> SUPPLIED PASSAGE:
====
Marrugeku's Artistic Co-Directors Dalisa Pilgrim and Rachael Swain on the themes, community consultation and gestation of Jurrungu Ngan-ga.

Sadness, Anger, Resilience and Joy: The Making of Jurrungu Ngan-Ga

Artist Statement by Marrugeku's Dalisa Pigram and Rachael Swain.

In July 2016 we sat down with Yawuru leader, Patrick Dodson to discuss jurrungu ngan-ga, a Yawuru kinship concept that enables certain relatives to communicate "straight" or directly with one another. 30 years earlier Patrick had been one of six commissioners and the only non-lawyer who sat on the Royal Commission into Aboriginal Deaths in Custody. Thinking about jurrungu ngan-ga as a concept to inspire a new work for Marrugeku, Patrick said: "Because we lack the ability to straight talk to one another, this fear grows in each generation, holding community and society back in multiple ways."

As it happened, the evening before the ABC had aired the devastating documentary titled Australia’s Shame, exposing the brutal treatment of Indigenous children in the Northern Territory’s Don Dale Youth Detention Centre. The footage taken on mobile phones inside the prison showed young offenders stripped naked, assaulted and tear-gassed. As we talked, Patrick took the time to receive phone calls from the boy's lawyers and the media and then returned to jurrungu ngan-ga. He then made the critical link between the rampant imprisonment of Indigenous Australians, who remain proportionally some of the most incarcerated peoples in the world, and the locking up of refugees in offshore and onshore detention centres. He suggested: “This linked scenario stems from our history as a penal colony. We are a nation of jailers, we lock up that which we fear,” and asked: “Why does it take five big men to detain one little boy? Cruelty is a heinous thing." Patrick then posed a crucial question: How would we work to embody fear on stage?
====
> Records from a point-labeling set:
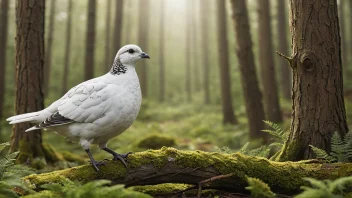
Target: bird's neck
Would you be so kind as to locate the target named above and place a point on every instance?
(119, 69)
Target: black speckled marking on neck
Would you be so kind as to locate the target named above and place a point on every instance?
(118, 68)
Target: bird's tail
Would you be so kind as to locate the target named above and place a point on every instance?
(27, 117)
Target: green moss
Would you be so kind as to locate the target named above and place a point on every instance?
(71, 157)
(43, 194)
(156, 141)
(50, 154)
(280, 176)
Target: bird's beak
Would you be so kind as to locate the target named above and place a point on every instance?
(144, 55)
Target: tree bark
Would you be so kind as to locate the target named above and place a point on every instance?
====
> TASK DIRECTIONS:
Pick up the artist statement on the making of Jurrungu Ngan-ga right after its final sentence and write the next part.

> EXERCISE ANSWER:
Researching this question led us to the ground-breaking autobiographical novel No Friend But the Mountains: Writing from Manus Prison (2018); a collaborative work written in Farsi by Kurdish Iranian journalist and filmmaker Behrouz Boochani and translated into English and edited by Iranian Australian scholar-activist Omid Tofighian. Behrouz’s account of his perilous journey to Australia in search of safety and protection, and his subsequent incarceration in the Australian-run immigration prison on Manus Island (PNG), was translated by Omid from thousands of WhatsApp messages typed into a smuggled phone (most of the messages were collated first by Boochani’s other translator, Moones Mansoubi). In Behrouz’s and Omid’s culturally situated, philosophical and political framing of Australia’s carceral-border regime, we found critical tools, approaches to genre and key scenes that helped us to activate Patrick’s questions.

We invited Behrouz and Omid as guest cultural dramaturgs to join Patrick in this long term role with the company, working alongside Flemish dance dramaturg Hildegard de Vuyst. Through this intersectional dialogue we extended Marrugeku’s existing intercultural and improvisational devising processes to produce three distinct performance genres for the work: "straight talk", "horrific surrealism" and "this is Australia". In this way we have continued Marrugeku’s core mission to work through the methodologies of Indigenous governed intercultural performance to create art that interrogates the burning issues of our times.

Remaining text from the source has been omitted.